[BEGIN Excerpted text]

Loss parallel's override of log_softmax doesn't support negative dims #152016

lw · 2025-04-23T14:13:44Z

🐛 Describe the bug

It's allowed to invoke F.log_softmax with a negative dimension, such as -1. However, when enabling the loss parallel context manager, the log-softmax op gets overridden with a custom impl which seems to require that the dim be positive.

  File "/my/repo/model.py", line 228, in cross_entropy
    return F.nll_loss(F.log_softmax(pred, -1, dtype=torch.float32), labels, **kwargs)
                      ^^^^^^^^^^^^^^^^^^^^^^^^^^^^^^^^^^^^^^^^^^^^
  File "/my_env/torch/nn/functional.py", line 2250, in log_softmax
    ret = input.log_softmax(dim, dtype=dtype)

[END Excerpted text]
[BEGIN Data rows]

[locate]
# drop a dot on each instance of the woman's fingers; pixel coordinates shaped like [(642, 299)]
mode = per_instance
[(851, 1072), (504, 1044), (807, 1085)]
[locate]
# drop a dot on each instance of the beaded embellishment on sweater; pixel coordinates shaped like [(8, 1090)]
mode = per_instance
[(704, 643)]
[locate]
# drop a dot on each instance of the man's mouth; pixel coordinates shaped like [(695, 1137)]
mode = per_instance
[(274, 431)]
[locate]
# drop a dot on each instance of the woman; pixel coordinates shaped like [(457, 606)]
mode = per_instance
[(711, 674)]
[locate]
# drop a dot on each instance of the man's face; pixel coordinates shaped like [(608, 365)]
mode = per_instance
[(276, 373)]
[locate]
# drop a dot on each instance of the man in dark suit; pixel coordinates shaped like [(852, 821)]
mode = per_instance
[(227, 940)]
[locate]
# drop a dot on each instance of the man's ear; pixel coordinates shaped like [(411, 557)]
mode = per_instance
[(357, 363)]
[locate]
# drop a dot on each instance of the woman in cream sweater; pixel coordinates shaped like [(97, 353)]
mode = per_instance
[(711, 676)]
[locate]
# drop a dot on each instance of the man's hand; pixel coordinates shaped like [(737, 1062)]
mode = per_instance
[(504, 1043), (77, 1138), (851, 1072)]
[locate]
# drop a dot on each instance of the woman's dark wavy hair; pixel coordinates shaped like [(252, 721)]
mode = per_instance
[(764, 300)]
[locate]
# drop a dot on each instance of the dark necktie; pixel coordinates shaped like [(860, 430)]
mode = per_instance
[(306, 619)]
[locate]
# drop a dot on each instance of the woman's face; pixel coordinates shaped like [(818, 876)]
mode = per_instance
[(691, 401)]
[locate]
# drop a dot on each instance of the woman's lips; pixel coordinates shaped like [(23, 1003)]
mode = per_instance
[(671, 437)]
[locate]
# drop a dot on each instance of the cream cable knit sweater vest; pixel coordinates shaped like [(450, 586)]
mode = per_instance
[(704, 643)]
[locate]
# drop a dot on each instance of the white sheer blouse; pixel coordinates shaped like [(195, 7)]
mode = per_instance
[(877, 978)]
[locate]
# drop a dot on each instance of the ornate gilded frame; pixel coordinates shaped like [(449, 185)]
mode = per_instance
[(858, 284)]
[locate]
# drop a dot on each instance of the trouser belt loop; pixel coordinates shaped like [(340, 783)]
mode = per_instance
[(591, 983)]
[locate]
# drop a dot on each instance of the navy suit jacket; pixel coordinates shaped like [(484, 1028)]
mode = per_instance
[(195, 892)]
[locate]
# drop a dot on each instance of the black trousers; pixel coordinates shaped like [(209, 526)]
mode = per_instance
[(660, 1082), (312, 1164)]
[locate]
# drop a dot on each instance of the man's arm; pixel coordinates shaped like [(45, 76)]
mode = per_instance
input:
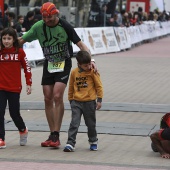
[(82, 46), (157, 142)]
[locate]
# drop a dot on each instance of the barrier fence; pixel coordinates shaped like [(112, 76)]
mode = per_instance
[(107, 39)]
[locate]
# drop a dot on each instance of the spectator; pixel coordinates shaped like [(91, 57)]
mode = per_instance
[(161, 138)]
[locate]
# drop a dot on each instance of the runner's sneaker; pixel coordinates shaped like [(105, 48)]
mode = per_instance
[(47, 142), (23, 137), (55, 141), (2, 144), (69, 148), (93, 147)]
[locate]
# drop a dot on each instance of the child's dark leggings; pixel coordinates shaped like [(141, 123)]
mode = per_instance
[(14, 110)]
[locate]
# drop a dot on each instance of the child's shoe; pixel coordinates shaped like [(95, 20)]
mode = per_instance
[(69, 148), (23, 137), (2, 144), (93, 147)]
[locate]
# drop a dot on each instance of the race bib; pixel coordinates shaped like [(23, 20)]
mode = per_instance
[(54, 67)]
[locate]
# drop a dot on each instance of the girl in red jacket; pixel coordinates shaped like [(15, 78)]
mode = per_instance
[(12, 58)]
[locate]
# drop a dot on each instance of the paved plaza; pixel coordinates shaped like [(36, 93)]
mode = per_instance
[(136, 95)]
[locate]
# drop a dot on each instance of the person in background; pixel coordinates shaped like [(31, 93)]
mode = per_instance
[(11, 19), (18, 26), (55, 36), (5, 18), (85, 87), (115, 23), (38, 15), (12, 58), (28, 20), (161, 138)]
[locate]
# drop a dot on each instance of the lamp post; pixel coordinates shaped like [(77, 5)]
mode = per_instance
[(164, 4)]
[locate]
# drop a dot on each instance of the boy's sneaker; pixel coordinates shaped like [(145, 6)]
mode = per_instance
[(47, 142), (55, 142), (69, 148), (93, 147), (2, 144), (23, 137)]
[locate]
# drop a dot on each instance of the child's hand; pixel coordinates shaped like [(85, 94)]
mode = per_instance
[(94, 66), (99, 105), (28, 89)]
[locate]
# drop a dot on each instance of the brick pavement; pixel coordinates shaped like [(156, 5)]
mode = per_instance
[(139, 75)]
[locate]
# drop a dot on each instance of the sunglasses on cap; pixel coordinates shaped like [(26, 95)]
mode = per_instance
[(50, 10)]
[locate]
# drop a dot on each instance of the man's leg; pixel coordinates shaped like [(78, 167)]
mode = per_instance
[(48, 99), (58, 93), (54, 108)]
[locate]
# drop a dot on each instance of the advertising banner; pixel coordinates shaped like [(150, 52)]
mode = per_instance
[(133, 5)]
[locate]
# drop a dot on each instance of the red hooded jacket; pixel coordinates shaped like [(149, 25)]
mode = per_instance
[(11, 63)]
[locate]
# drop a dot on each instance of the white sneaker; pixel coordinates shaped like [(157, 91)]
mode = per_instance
[(23, 137)]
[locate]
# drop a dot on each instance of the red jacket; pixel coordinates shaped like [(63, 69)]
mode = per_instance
[(11, 63)]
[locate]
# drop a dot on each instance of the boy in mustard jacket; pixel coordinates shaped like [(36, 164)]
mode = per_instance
[(85, 87)]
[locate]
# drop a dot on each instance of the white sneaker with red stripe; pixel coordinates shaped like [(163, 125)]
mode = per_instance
[(23, 137)]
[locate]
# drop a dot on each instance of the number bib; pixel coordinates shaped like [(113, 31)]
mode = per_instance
[(54, 67)]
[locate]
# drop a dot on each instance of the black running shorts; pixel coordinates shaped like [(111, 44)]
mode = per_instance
[(51, 78)]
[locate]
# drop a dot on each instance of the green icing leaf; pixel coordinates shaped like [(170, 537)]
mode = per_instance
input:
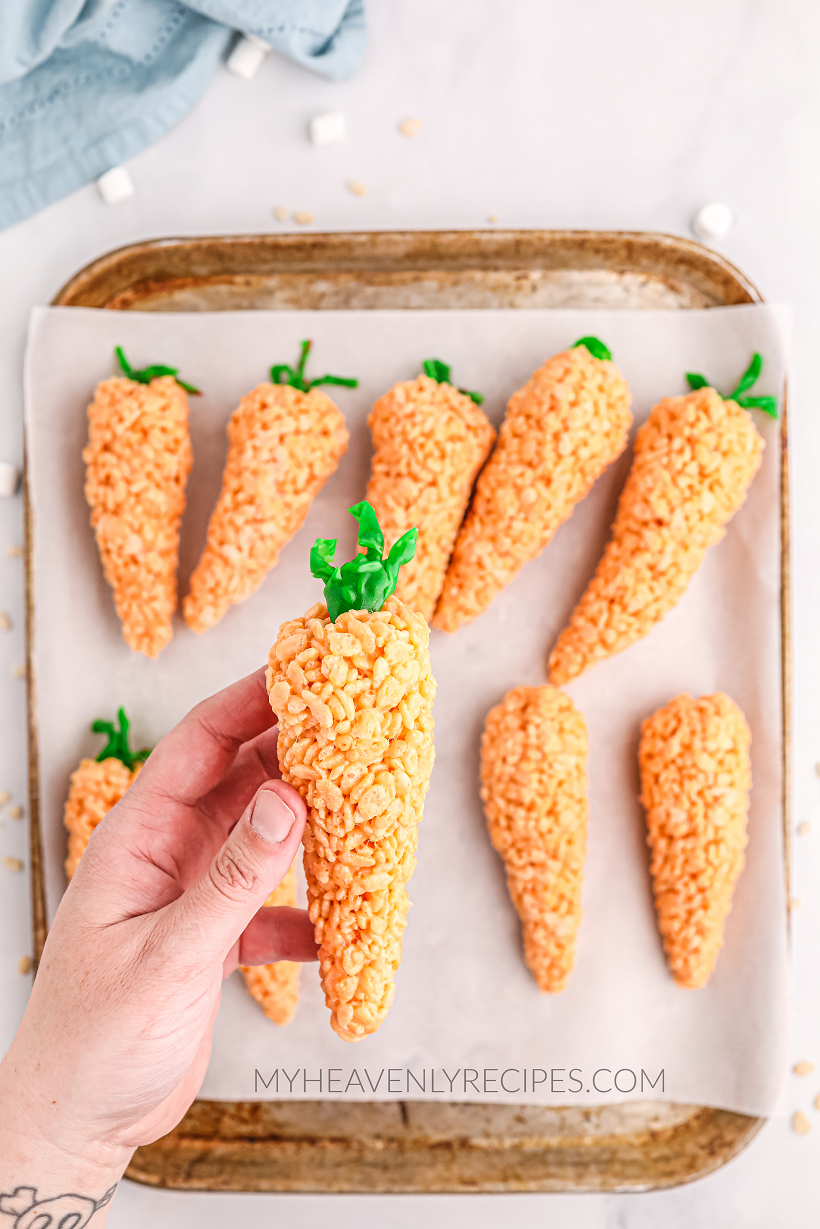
[(295, 376), (365, 581), (117, 746), (146, 374), (440, 373), (750, 376), (595, 348)]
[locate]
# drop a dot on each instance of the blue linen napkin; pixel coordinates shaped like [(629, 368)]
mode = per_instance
[(87, 84)]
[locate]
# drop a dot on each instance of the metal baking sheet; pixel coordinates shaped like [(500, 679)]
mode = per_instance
[(412, 1146)]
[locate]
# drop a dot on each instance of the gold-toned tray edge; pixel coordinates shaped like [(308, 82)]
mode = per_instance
[(748, 293)]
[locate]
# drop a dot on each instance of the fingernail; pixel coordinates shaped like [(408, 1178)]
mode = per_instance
[(272, 817)]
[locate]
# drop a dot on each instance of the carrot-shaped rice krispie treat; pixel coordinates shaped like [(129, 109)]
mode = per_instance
[(430, 439), (138, 460), (534, 784), (352, 686), (98, 784), (695, 782), (695, 459), (275, 987), (562, 429), (285, 439)]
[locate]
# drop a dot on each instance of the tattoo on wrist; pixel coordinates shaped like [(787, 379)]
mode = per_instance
[(59, 1212)]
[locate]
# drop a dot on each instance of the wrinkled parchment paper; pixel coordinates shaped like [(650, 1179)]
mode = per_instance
[(465, 999)]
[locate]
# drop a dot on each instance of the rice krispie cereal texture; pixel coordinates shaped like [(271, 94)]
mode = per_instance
[(429, 443), (693, 461), (138, 460), (96, 787), (695, 782), (354, 702), (562, 429), (275, 987), (534, 785), (283, 446)]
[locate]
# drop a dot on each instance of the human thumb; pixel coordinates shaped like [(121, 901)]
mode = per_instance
[(252, 862)]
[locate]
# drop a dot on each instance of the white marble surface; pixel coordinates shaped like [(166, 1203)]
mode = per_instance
[(545, 114)]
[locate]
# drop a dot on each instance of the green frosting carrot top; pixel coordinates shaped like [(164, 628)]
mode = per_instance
[(365, 581), (439, 371), (117, 746), (768, 404), (595, 348), (154, 373), (295, 376)]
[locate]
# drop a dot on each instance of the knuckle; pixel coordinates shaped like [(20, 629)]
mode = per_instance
[(234, 874)]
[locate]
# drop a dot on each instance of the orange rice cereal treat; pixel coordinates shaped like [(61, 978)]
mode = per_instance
[(695, 782), (562, 429), (275, 987), (695, 459), (352, 687), (285, 440), (98, 784), (430, 439), (534, 755), (138, 460)]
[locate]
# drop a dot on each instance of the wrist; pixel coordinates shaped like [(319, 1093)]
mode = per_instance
[(43, 1146)]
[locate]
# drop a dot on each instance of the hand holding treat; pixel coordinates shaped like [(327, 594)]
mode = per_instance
[(285, 440), (534, 788), (352, 686), (561, 431), (695, 459), (166, 901), (98, 784), (695, 782), (138, 460), (275, 987), (430, 439)]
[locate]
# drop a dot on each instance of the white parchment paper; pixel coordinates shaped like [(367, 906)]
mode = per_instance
[(465, 1001)]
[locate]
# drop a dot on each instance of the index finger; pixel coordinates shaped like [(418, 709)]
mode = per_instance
[(196, 755)]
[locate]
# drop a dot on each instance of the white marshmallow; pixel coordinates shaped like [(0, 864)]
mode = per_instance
[(116, 186), (246, 57), (328, 128), (9, 478), (713, 221)]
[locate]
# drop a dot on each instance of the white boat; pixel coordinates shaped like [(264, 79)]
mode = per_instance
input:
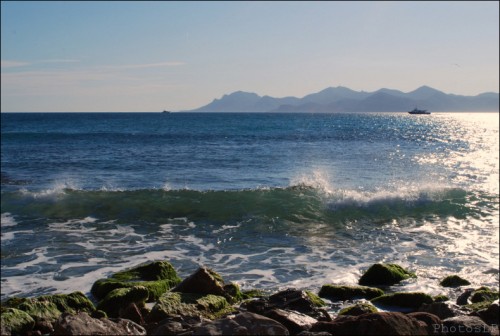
[(417, 111)]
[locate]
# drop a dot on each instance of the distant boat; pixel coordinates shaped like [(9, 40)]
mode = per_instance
[(417, 111)]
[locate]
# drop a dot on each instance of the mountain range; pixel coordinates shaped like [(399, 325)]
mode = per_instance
[(342, 99)]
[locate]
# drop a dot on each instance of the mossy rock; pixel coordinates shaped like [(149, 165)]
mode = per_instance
[(384, 275), (121, 298), (483, 294), (454, 281), (358, 309), (50, 307), (189, 304), (411, 300), (440, 298), (16, 322), (315, 299), (158, 277), (254, 293), (341, 293)]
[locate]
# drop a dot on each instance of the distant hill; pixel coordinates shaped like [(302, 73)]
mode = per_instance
[(342, 99)]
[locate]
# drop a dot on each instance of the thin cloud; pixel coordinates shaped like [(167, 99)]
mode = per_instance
[(148, 65), (13, 64), (59, 61)]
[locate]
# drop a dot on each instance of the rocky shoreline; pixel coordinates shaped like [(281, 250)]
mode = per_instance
[(151, 299)]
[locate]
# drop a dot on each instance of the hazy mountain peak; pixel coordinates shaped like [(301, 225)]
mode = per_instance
[(343, 99)]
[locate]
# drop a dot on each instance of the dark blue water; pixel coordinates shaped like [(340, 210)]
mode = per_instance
[(267, 200)]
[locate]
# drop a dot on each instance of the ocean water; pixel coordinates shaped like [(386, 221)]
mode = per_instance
[(269, 201)]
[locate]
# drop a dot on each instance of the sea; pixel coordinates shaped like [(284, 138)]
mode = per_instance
[(268, 200)]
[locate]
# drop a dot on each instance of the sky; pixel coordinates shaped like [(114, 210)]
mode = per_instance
[(135, 56)]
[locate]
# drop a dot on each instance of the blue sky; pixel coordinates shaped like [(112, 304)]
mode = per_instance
[(148, 56)]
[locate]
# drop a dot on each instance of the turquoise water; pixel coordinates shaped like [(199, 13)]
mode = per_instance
[(267, 200)]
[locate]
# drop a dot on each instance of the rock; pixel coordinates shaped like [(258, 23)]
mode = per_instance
[(298, 300), (454, 281), (203, 281), (244, 323), (15, 322), (294, 321), (483, 294), (443, 310), (411, 301), (189, 304), (491, 314), (50, 307), (384, 275), (121, 298), (383, 323), (430, 320), (83, 324), (303, 302), (358, 309), (158, 277), (440, 298), (342, 293), (174, 325), (470, 325), (463, 298)]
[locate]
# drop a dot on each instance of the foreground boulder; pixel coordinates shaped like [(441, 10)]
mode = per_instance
[(158, 277), (342, 293), (469, 325), (454, 281), (359, 308), (83, 324), (411, 301), (118, 299), (244, 323), (384, 275), (290, 299), (189, 304), (15, 322), (50, 307), (443, 310), (383, 323)]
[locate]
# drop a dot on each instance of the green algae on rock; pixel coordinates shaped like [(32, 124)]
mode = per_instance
[(384, 275), (315, 299), (15, 322), (454, 281), (336, 292), (206, 281), (411, 300), (189, 304), (50, 307), (120, 298), (157, 276), (483, 294), (358, 309)]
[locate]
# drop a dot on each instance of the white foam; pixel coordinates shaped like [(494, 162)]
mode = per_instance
[(318, 179), (7, 220), (10, 235)]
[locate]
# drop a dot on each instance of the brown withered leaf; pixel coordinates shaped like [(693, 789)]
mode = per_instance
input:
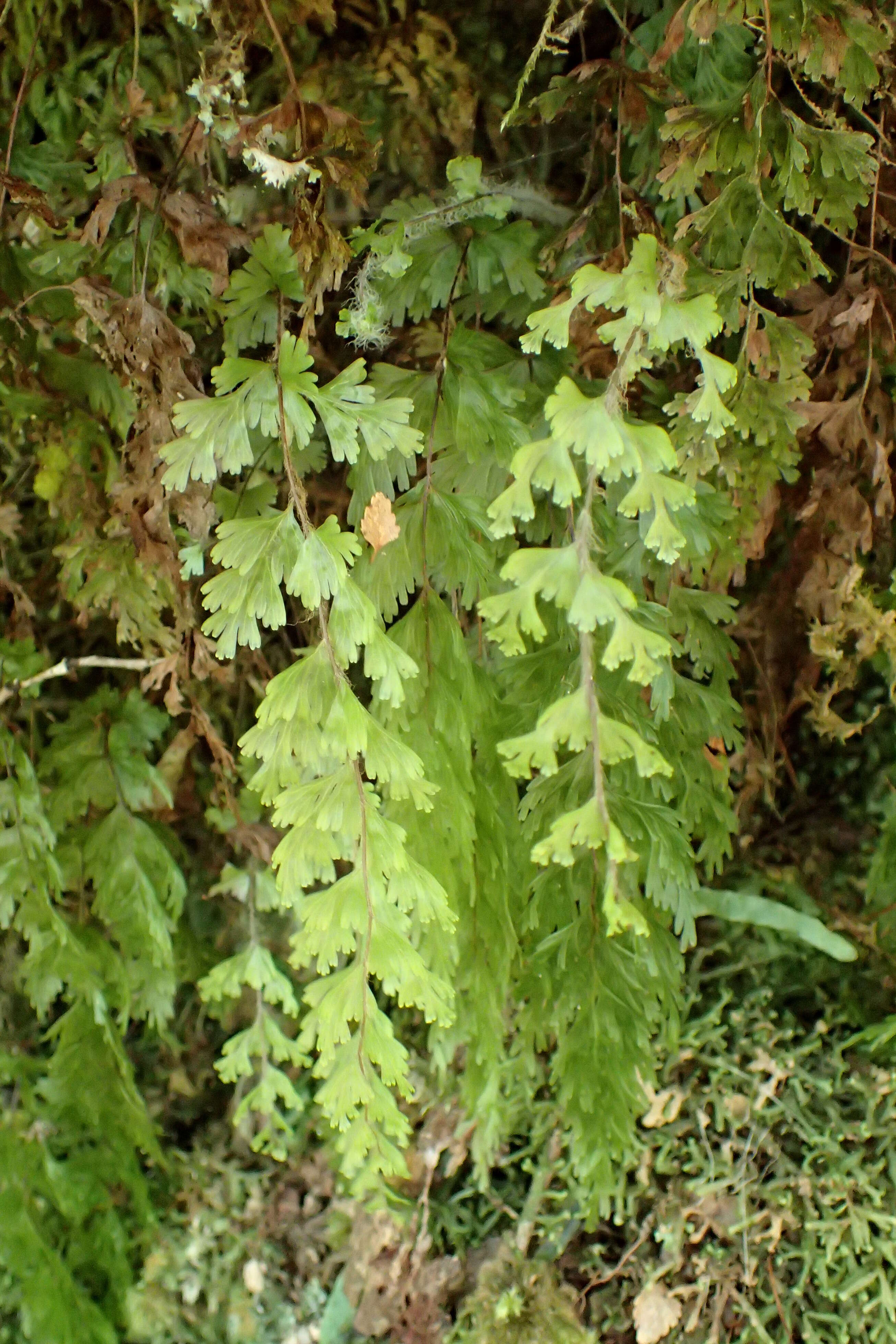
[(139, 104), (195, 510), (859, 312), (703, 21), (655, 1313), (882, 476), (10, 522), (133, 187), (378, 525), (754, 546), (174, 758), (23, 194), (203, 237), (675, 35), (207, 730), (154, 679)]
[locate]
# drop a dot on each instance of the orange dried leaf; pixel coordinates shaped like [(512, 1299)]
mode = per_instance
[(378, 525)]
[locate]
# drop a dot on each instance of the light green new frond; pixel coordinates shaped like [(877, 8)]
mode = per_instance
[(242, 1053), (657, 494), (256, 554), (598, 600), (553, 574), (590, 286), (545, 464), (299, 387), (253, 968), (386, 428), (139, 896), (339, 405), (621, 742), (354, 622), (332, 923), (389, 667), (581, 830), (692, 320), (215, 440), (390, 761), (414, 889), (565, 722), (645, 650), (706, 404), (322, 565)]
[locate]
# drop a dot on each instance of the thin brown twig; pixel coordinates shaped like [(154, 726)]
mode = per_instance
[(440, 380), (278, 39), (136, 61), (624, 27), (68, 666), (26, 76), (619, 160), (770, 50), (163, 193), (777, 1296), (874, 202)]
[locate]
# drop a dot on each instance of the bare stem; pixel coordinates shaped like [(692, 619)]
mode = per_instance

[END Data rows]

* _Written exercise_: Can you restate the bug report's passage starting at "Loss parallel's override" and ending at "dim be positive.", swapping every "negative" for "signed"?

* _Expected answer_:
Loss parallel's override of log_softmax doesn't support signed dims #152016

lw · 2025-04-23T14:13:44Z

🐛 Describe the bug

It's allowed to invoke F.log_softmax with a signed dimension, such as -1. However, when enabling the loss parallel context manager, the log-softmax op gets overridden with a custom impl which seems to require that the dim be positive.